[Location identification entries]
==========

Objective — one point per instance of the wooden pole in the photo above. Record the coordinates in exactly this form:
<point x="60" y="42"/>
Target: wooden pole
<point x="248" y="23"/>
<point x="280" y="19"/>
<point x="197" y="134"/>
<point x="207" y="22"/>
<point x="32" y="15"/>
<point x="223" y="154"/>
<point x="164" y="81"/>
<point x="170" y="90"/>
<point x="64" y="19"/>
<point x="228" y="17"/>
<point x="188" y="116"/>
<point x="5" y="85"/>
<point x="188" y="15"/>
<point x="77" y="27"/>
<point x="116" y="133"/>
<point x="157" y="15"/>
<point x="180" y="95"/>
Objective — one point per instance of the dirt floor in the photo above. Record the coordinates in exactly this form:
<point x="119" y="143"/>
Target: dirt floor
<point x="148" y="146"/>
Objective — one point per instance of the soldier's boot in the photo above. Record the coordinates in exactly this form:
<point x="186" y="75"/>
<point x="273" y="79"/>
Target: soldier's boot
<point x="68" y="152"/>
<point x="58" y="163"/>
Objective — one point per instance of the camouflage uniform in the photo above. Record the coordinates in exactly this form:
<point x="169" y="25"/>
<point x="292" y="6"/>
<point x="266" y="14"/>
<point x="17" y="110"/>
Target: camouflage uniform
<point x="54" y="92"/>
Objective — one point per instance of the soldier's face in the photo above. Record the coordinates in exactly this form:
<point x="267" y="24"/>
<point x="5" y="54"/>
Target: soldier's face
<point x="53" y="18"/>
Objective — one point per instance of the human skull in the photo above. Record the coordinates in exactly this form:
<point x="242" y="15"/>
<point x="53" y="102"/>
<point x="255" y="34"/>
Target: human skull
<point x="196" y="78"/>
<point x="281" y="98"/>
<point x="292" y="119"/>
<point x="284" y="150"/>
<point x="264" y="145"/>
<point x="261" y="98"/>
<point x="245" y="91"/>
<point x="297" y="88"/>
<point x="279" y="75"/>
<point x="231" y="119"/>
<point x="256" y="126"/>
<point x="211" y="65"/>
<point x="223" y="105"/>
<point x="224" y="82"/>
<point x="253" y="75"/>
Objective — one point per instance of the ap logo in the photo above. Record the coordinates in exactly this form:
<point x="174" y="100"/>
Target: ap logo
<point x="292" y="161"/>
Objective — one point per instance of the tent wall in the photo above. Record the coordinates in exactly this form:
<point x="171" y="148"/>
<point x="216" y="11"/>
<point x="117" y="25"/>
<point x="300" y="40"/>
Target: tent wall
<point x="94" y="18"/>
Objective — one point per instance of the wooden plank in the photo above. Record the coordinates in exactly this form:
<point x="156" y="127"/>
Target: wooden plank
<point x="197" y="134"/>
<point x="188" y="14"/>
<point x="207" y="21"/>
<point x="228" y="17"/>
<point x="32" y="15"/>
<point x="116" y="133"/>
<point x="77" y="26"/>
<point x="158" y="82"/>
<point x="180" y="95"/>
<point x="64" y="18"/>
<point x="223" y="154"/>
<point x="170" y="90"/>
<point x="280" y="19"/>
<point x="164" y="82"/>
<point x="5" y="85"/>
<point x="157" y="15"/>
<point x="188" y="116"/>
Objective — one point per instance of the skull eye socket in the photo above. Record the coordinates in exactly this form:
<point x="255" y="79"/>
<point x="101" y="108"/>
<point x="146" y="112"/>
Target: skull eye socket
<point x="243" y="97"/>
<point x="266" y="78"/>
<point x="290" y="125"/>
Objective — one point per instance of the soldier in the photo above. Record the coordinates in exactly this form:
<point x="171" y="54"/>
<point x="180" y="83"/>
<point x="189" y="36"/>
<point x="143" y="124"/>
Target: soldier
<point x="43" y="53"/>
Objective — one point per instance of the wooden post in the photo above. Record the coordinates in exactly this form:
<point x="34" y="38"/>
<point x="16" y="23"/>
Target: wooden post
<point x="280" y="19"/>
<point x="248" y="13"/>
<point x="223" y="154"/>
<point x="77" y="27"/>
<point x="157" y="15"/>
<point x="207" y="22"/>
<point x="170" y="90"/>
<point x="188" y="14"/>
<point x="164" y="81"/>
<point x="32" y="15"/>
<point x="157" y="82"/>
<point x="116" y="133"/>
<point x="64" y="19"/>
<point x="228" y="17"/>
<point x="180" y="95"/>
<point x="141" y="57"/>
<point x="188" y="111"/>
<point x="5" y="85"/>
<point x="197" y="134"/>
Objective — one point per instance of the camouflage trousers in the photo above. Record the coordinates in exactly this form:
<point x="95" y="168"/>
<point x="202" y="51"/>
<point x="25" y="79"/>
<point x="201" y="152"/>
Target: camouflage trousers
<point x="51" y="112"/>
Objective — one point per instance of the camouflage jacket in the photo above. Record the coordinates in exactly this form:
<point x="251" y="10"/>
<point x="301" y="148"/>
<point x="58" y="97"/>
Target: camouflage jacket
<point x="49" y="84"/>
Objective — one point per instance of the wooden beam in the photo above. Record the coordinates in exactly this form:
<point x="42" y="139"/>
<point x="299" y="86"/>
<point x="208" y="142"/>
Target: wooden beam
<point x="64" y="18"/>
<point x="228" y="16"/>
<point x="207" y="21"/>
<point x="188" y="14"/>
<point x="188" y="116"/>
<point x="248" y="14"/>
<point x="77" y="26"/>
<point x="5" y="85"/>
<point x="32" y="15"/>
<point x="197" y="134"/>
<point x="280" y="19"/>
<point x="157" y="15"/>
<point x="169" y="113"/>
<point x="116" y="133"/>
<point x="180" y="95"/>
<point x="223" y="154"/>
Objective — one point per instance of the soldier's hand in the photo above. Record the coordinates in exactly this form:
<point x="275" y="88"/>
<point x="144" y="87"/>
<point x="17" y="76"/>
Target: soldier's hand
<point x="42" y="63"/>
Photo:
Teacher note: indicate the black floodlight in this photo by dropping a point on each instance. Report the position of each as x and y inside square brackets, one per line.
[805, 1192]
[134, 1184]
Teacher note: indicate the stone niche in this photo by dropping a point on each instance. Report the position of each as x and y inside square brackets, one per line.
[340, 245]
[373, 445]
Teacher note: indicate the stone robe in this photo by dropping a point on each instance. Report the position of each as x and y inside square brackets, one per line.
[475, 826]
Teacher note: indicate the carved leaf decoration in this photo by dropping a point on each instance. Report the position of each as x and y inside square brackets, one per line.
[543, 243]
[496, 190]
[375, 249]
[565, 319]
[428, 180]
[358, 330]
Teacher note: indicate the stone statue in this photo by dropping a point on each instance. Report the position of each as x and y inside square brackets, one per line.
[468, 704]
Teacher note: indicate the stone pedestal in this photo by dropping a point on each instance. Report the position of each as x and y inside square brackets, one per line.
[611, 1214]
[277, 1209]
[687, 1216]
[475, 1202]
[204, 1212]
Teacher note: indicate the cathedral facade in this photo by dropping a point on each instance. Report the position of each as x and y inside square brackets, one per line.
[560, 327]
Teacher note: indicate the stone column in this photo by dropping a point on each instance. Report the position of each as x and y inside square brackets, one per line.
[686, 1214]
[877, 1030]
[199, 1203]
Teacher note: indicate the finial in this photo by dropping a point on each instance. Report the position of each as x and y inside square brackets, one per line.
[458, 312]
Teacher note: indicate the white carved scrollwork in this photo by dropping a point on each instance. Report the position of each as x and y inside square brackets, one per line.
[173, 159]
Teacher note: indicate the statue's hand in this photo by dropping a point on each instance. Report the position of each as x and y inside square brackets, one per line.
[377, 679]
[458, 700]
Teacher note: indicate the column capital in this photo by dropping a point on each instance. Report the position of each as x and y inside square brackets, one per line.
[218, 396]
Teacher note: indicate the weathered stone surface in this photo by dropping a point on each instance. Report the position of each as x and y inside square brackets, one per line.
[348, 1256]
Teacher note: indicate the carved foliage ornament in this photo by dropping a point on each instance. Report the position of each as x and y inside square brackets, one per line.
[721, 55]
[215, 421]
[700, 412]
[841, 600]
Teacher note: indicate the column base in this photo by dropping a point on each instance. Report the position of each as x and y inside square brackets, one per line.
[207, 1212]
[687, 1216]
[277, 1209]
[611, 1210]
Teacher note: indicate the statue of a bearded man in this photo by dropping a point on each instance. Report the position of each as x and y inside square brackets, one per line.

==========

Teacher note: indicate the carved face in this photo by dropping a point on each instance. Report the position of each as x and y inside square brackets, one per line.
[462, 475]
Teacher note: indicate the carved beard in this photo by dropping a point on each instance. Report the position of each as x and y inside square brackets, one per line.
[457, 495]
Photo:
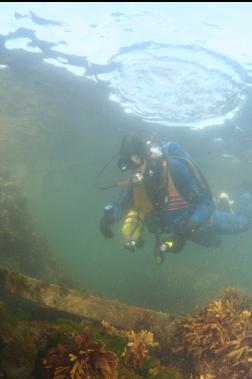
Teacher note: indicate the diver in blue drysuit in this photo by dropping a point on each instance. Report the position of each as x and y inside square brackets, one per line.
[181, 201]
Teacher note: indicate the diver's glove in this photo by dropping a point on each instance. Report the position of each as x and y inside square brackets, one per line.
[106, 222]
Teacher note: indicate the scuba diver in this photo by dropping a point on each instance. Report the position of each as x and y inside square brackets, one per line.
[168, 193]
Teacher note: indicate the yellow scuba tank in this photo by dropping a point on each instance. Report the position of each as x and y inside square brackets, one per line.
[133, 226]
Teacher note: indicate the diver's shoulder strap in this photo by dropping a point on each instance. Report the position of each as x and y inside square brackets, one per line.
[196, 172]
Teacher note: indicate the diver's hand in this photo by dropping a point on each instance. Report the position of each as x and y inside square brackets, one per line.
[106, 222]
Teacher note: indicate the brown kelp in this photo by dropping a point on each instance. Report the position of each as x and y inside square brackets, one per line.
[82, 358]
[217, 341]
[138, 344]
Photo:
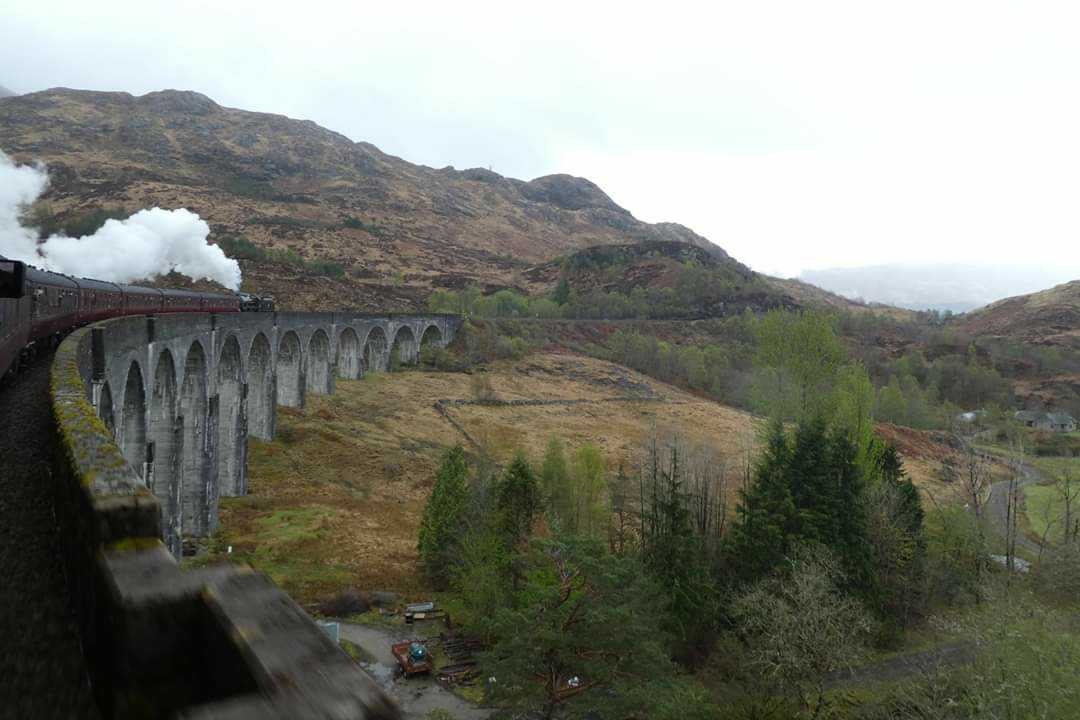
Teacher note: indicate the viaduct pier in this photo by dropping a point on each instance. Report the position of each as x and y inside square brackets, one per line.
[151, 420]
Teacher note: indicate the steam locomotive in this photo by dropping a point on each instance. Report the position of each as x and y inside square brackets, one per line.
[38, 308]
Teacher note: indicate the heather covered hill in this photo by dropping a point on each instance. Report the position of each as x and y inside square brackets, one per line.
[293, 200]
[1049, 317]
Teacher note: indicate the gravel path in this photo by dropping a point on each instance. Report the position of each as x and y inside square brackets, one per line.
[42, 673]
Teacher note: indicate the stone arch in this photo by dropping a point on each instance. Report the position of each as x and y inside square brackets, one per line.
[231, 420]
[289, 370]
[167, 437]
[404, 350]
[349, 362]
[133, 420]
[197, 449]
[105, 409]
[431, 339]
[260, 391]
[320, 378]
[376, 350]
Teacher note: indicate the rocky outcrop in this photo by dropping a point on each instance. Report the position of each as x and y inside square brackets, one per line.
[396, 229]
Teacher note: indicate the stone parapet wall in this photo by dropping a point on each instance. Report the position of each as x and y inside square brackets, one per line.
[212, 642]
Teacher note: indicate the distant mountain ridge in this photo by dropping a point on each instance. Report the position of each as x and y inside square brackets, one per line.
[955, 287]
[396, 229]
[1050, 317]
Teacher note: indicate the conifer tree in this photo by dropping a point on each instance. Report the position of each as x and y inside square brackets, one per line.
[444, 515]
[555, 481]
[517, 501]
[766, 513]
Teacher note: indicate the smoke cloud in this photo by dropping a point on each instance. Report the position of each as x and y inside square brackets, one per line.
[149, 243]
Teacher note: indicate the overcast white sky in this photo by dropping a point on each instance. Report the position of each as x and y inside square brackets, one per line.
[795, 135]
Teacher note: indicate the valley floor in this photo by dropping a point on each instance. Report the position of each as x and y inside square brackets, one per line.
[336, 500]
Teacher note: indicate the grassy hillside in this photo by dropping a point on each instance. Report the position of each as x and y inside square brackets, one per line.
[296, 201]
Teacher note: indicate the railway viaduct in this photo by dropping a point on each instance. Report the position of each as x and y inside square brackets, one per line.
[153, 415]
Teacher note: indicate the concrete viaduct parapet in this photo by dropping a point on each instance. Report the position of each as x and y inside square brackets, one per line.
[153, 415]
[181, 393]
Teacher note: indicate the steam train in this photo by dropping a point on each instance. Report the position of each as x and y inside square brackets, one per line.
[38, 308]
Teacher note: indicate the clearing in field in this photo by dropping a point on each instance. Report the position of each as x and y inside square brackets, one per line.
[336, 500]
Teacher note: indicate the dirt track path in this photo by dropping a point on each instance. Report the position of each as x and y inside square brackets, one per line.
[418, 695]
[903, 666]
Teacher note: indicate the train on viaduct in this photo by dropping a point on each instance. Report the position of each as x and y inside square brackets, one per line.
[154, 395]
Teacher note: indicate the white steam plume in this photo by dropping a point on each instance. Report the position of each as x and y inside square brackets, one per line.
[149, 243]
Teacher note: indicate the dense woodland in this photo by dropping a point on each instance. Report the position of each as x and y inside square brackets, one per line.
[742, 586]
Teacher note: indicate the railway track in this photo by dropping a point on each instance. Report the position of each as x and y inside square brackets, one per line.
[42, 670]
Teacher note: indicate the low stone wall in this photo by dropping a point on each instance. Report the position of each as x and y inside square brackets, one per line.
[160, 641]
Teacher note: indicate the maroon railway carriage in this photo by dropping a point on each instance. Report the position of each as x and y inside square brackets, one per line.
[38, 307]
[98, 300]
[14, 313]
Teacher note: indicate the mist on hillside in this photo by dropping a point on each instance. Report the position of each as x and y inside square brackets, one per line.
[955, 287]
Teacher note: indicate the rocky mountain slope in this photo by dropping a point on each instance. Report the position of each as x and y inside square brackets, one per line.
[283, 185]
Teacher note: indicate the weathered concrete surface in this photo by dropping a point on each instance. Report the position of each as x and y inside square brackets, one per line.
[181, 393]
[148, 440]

==========

_TASK GOAL:_ Pull out every line in the items above that contains the string "plank". Copy each of those lines in full.

_OUTPUT BELOW:_
Objective — one point per instance of the wooden plank in the photo above. Record the coordinates in exactly this form:
Target: wooden plank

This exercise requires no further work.